Aim of the exercise – After going through the data, give the number of lines that contain the word "flower" as your sole answer.

##### Dataset records #####

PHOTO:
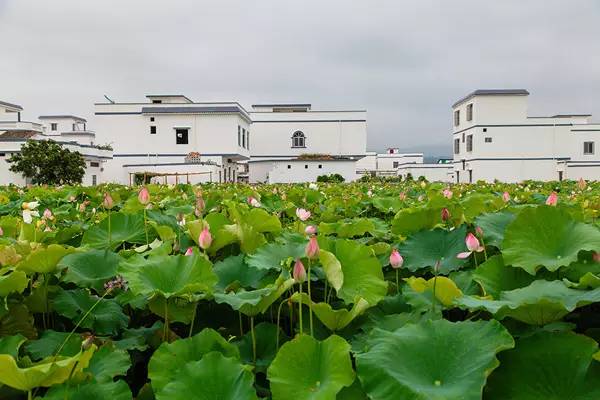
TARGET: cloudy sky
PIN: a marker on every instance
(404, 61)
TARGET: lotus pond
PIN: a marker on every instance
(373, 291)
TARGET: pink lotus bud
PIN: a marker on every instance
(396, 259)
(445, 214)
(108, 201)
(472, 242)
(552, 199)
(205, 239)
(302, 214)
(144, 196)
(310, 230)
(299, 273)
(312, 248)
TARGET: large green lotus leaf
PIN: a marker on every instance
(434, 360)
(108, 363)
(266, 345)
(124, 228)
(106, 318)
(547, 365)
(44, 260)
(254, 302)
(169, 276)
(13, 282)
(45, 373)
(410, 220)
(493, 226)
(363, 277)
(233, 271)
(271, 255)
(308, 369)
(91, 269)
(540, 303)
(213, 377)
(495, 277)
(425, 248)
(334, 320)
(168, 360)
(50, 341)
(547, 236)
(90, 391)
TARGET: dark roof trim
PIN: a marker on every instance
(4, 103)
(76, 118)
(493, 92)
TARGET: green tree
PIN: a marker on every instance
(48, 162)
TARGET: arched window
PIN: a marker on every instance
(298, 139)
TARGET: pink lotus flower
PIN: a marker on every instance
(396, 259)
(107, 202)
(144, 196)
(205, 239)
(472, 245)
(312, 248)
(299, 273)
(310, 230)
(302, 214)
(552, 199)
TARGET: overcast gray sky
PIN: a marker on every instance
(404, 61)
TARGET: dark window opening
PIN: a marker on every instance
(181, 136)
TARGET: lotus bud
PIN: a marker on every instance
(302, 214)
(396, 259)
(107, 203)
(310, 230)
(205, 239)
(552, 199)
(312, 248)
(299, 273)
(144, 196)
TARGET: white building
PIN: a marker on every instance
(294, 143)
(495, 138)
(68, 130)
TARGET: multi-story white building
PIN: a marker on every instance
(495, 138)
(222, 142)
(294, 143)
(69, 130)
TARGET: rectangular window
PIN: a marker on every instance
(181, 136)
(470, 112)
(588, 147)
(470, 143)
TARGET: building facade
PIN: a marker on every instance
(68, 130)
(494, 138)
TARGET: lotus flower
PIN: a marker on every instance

#####
##### Dataset records #####

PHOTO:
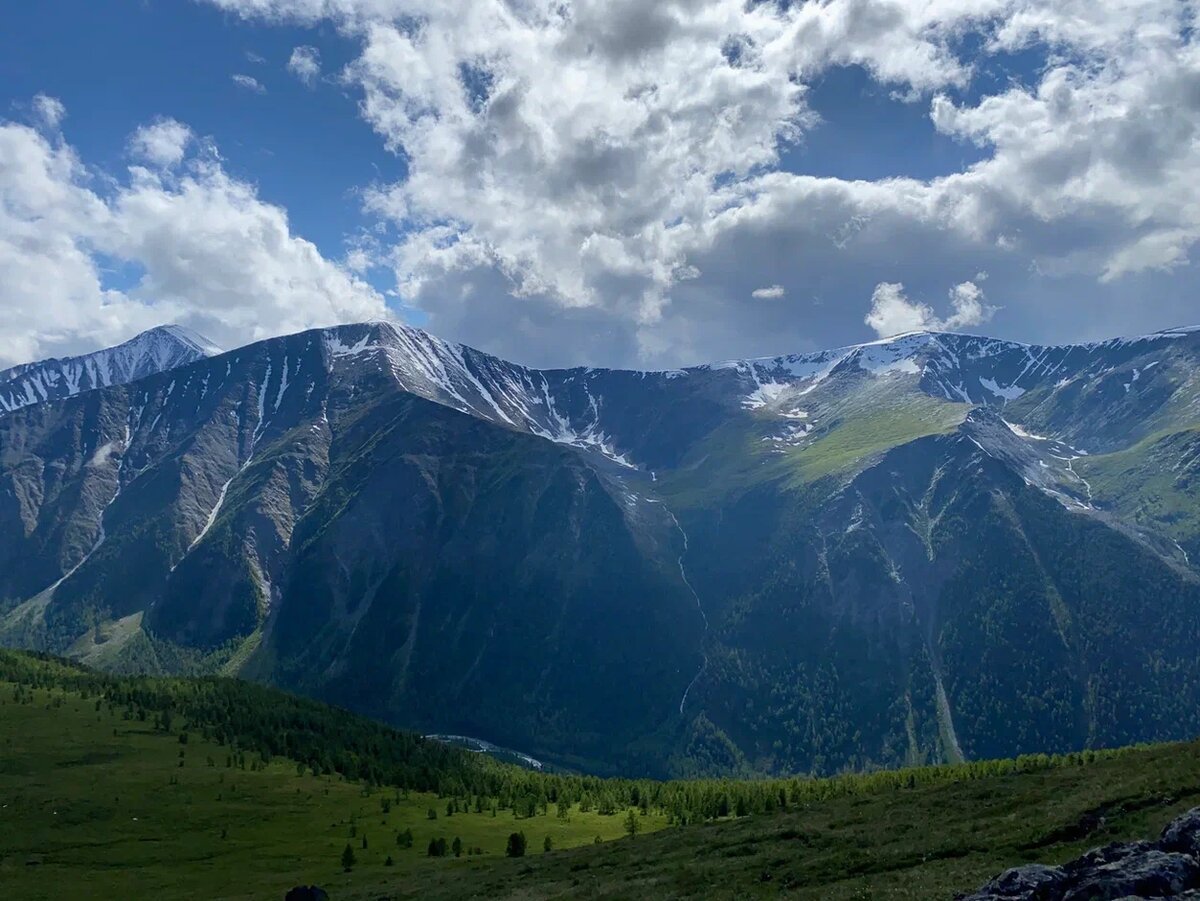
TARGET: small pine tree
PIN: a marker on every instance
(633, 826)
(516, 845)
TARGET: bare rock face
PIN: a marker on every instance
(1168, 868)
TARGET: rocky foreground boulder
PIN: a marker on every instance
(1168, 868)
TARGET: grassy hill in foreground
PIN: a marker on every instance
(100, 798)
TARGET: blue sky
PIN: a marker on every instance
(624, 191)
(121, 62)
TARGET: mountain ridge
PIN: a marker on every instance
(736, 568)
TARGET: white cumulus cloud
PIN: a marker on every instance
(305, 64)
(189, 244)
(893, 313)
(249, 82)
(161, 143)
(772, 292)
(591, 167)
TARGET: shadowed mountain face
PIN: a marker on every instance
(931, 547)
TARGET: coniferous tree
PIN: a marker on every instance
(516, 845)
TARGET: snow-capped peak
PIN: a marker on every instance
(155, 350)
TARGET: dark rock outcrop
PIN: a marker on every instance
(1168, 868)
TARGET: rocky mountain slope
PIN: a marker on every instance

#####

Answer below – 2